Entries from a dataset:
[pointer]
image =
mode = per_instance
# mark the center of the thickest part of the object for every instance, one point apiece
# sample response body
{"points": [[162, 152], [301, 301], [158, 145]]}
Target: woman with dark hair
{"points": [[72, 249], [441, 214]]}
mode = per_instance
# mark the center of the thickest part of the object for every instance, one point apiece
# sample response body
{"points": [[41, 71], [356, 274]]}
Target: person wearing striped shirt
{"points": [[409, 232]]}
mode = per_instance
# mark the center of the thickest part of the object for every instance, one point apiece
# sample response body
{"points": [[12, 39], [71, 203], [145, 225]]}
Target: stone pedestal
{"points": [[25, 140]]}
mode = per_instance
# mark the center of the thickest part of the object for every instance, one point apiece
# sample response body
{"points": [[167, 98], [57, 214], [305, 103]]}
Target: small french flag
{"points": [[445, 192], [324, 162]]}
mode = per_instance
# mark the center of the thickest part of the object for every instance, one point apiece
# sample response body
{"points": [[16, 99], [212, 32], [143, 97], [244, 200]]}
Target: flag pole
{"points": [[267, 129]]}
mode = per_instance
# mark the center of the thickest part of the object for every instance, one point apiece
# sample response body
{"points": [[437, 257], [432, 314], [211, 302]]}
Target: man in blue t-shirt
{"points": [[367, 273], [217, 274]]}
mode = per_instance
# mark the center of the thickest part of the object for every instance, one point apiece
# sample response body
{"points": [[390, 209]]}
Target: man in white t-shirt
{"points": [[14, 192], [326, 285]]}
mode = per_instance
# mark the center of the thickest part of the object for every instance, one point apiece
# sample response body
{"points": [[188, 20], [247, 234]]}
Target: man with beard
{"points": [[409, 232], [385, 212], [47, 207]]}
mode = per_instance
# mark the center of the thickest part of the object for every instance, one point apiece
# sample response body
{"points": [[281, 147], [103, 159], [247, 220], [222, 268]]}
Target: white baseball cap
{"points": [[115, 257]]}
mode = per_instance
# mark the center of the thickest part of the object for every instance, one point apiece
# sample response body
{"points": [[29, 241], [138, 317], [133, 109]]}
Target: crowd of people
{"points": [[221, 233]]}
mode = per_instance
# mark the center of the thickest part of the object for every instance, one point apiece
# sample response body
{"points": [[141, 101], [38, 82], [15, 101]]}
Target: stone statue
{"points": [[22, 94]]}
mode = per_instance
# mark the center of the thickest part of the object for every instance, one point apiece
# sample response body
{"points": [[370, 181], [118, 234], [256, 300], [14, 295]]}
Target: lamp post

STATED EXERCISE
Quote all of the entries verbatim.

THE RESPONSE
[pointer]
image =
mode = per_instance
# mark the center of the thickest part of the object for every instance, one point apiece
# sample response body
{"points": [[162, 152], [301, 301], [158, 145]]}
Target: woman with dark hair
{"points": [[72, 249], [441, 214]]}
mode = per_instance
# mark the center of the thickest part of the object for every instance, one point apiece
# sample response body
{"points": [[41, 71], [356, 274]]}
Target: person wearing striped shirt
{"points": [[409, 232]]}
mode = per_instance
# mark the center of the thickest part of the object for every instance, one point apiece
# sample response body
{"points": [[12, 39], [71, 203], [145, 225]]}
Target: stone pedestal
{"points": [[25, 140]]}
mode = per_instance
# mark the center of the thickest part of the object for every instance, one point apiece
# sample response body
{"points": [[167, 98], [57, 214], [305, 103]]}
Target: small french flag
{"points": [[445, 192], [324, 162]]}
mode = per_instance
# mark the center of the thickest part of the object for every instance, one point apiece
# sample response body
{"points": [[16, 99], [212, 32], [143, 97], [244, 200]]}
Target: flag pole
{"points": [[267, 129]]}
mode = per_instance
# mark the center of the thickest part of the object for every instance, one point apiece
# sample response body
{"points": [[437, 257], [432, 314], [211, 302]]}
Target: man in blue t-shirt
{"points": [[367, 273], [217, 274]]}
mode = per_instance
# mark the center of the thickest part of the object for every instance, one point apiece
# sample response body
{"points": [[390, 209]]}
Target: man in white t-shirt
{"points": [[14, 192], [326, 285]]}
mode = per_instance
# mark the center of the thickest part of the object for every instance, one point apiece
# sample response body
{"points": [[188, 20], [247, 234]]}
Target: man with beard
{"points": [[409, 232], [385, 212], [47, 207]]}
mode = per_instance
# mark the center of the thickest part of the object for every instance, one point apiece
# sample response body
{"points": [[281, 147], [103, 159], [247, 220], [222, 268]]}
Target: white baseball cap
{"points": [[115, 257]]}
mode = per_instance
# mark the center of the thickest part of the object for every instance, one point apiece
# sample response body
{"points": [[29, 241], [138, 317], [133, 109]]}
Target: crowd of people
{"points": [[221, 233]]}
mode = per_instance
# mark the center of the thickest part of the object for every instance, one point apiece
# sample response body
{"points": [[141, 101], [38, 82], [15, 101]]}
Target: stone statue
{"points": [[22, 94]]}
mode = per_instance
# mark the center of the thickest part of the object for every instance, one point apiece
# sample response body
{"points": [[370, 181], [118, 234], [256, 300], [14, 295]]}
Target: lamp post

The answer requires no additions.